**Exercise task A**
Answer these about the thread on turning a binary text file back into a JPG, one answer per line, marked (i), (ii), (iii) as the questions are:
(i) What output file name is passed to convert_binary in the asker's code?
(ii) What does the asker say their major is?
(iii) Who asked what is done with the data?
**Exercise task B**
From the thread on turning a binary text file back into a JPG, repeat word for word the passage starting at "P.S: I am really" and ending at "have got stuck.".
**Exercise task C**
List every person named in the thread on turning a binary text file back into a JPG.

**Page excerpt**
_ _ _ _ _

0

I want to re-convert a binary equivalent file which contains "1"s and "0"s back to its JPG format (or convert it back to binary)

i.e i have a file which contains all 1's and 0's which i converted from a jpg image using the following function

    def convert_binary(inpath, outpath):
    byte2str = ["{:08b}".format(i) for i in range(256)]
    with open(inpath, "rb") as fin:
        with open(outpath, "w") as fout:
            data = fin.read(1024) 
            while data:
                for b in map(ord, data):
                    fout.write(byte2str[b])
                data = fin.read(1024)

    convert_binary("image.jpg", "binary_file.txt")

thanks to Tim Peters

I now want to convert this back (1's and 0's) back to its original image, any help would be grateful.

P.S: I am really sorry for such trivial questions, i am a biotechnology major and python programming is not my forte. I am experimenting with an app for my thesis and have got stuck.

Meet
  • 35
  • 1
  • 2
  • 3
  • I'm confused, what does the initial file represent? The actual bits of the JPG data, or a monochrome bitmap (or something else)? – Thomas Nov 23 '13 at 12:00
  • @Thomas I initially had a JPG image which i converted to 1's and 0's (converted the binary form of the JPEG to a form represented by 1's and 0's) Now this file which represents the binary of the image in 1's and 0's, i want to convert it into the original image i used. – Meet Nov 23 '13 at 12:10
  • For curiosity, what do you do with the data? – Hannes Ovrén Nov 23 '13 at 15:45

2 Answers2

1

Along the same vein as Steve's answer:

with open('input', 'rb', 1024) as fin, open('output', 'wb') as fout:
    fout.writelines(chr(int(chunk, 2)) for chunk in iter(lambda: fin.read(8), ''))

_ _ _ _ _

**Data excerpts**

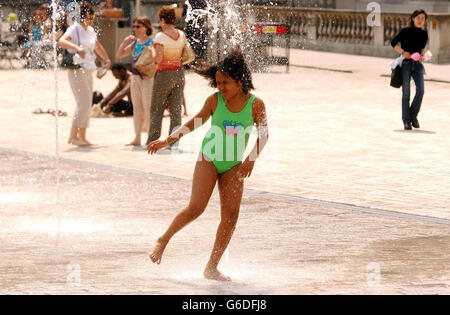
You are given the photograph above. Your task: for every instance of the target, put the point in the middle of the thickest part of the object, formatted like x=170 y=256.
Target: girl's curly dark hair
x=234 y=65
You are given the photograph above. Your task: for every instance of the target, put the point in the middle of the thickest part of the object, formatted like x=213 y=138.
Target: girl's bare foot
x=157 y=251
x=214 y=274
x=79 y=142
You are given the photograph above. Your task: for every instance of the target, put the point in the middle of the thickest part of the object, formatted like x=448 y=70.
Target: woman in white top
x=81 y=38
x=169 y=79
x=141 y=84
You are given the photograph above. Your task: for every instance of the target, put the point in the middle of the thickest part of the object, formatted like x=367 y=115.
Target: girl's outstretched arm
x=196 y=122
x=260 y=118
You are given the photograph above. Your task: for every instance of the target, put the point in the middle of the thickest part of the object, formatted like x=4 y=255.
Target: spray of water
x=229 y=28
x=55 y=18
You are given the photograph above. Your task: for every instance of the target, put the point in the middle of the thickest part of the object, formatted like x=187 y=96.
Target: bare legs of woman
x=78 y=137
x=230 y=188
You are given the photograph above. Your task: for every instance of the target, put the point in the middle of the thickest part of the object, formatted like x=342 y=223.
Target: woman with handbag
x=143 y=67
x=80 y=41
x=169 y=82
x=410 y=41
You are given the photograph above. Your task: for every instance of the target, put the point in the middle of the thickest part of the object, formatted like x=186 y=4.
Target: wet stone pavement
x=92 y=233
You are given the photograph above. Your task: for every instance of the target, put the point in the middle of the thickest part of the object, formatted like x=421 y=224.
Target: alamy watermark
x=374 y=17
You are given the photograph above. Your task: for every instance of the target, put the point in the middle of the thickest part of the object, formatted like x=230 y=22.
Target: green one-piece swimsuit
x=227 y=139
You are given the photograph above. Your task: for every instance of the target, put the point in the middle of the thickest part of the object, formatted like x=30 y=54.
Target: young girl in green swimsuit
x=234 y=111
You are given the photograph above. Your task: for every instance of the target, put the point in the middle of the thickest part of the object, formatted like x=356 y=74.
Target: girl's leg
x=162 y=86
x=73 y=137
x=147 y=95
x=136 y=99
x=176 y=101
x=406 y=88
x=80 y=83
x=184 y=105
x=231 y=187
x=420 y=90
x=82 y=136
x=205 y=177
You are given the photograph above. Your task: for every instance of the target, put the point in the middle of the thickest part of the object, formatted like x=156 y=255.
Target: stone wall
x=348 y=31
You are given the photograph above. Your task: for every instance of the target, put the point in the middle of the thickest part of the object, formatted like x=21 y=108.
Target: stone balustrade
x=349 y=31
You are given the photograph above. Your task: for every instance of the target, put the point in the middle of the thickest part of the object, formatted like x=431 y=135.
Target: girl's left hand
x=246 y=168
x=155 y=146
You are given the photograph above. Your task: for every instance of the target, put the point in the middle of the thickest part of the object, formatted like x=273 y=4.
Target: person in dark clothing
x=114 y=103
x=409 y=41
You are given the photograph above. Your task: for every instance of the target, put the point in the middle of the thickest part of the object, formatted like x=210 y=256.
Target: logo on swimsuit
x=232 y=128
x=73 y=12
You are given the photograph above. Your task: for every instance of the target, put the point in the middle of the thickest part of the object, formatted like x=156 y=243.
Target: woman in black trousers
x=409 y=41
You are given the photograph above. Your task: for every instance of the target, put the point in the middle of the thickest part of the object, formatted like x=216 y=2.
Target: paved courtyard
x=353 y=203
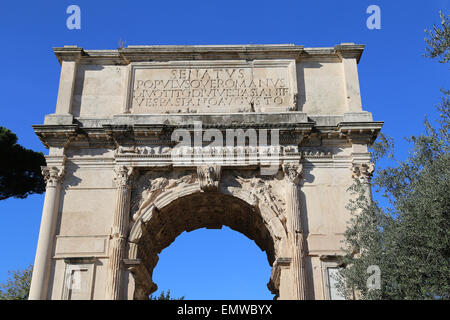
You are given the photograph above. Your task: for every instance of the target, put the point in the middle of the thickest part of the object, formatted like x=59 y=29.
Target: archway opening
x=213 y=264
x=211 y=210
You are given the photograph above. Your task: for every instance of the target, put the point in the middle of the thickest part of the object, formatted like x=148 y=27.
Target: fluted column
x=42 y=262
x=115 y=277
x=292 y=174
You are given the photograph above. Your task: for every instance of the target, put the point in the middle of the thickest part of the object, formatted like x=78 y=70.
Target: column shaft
x=42 y=262
x=115 y=277
x=296 y=234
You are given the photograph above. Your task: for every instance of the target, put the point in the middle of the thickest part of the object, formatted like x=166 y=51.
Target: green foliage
x=165 y=296
x=20 y=168
x=409 y=237
x=18 y=285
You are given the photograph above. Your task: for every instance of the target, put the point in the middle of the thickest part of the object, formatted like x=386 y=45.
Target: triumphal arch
x=147 y=142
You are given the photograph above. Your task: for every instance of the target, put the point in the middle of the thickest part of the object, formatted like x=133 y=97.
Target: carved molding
x=209 y=177
x=53 y=175
x=292 y=172
x=123 y=176
x=363 y=171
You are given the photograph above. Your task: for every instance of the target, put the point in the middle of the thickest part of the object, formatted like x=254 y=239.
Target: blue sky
x=398 y=86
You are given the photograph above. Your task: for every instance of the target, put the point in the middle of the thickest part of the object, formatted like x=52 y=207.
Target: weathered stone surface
x=149 y=141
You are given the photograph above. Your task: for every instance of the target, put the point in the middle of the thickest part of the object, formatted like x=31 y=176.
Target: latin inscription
x=210 y=89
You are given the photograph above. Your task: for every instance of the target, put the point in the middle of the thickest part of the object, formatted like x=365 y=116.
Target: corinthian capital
x=209 y=177
x=52 y=175
x=123 y=176
x=363 y=171
x=292 y=172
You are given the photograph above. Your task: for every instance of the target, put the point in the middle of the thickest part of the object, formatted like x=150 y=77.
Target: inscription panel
x=212 y=87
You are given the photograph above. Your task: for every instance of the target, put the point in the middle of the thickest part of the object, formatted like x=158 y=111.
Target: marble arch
x=114 y=186
x=190 y=208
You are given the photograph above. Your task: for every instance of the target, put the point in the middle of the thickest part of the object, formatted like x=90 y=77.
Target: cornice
x=139 y=53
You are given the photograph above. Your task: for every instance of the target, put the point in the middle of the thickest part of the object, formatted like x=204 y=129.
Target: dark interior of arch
x=202 y=210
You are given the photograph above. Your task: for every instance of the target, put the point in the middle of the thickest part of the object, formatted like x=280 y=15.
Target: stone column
x=292 y=174
x=119 y=230
x=42 y=262
x=363 y=172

_ _ _ _ _

**Correct result A**
(i) binary_file.txt
(ii) Biotechnology
(iii) Hannes Ovrén

**Correct result B**
P.S: I am really sorry for such trivial questions, i am a biotechnology major and python programming is not my forte. I am experimenting with an app for my thesis and have got stuck.

**Correct result C**
Tim Peters
Meet
Thomas
Hannes Ovrén
Steve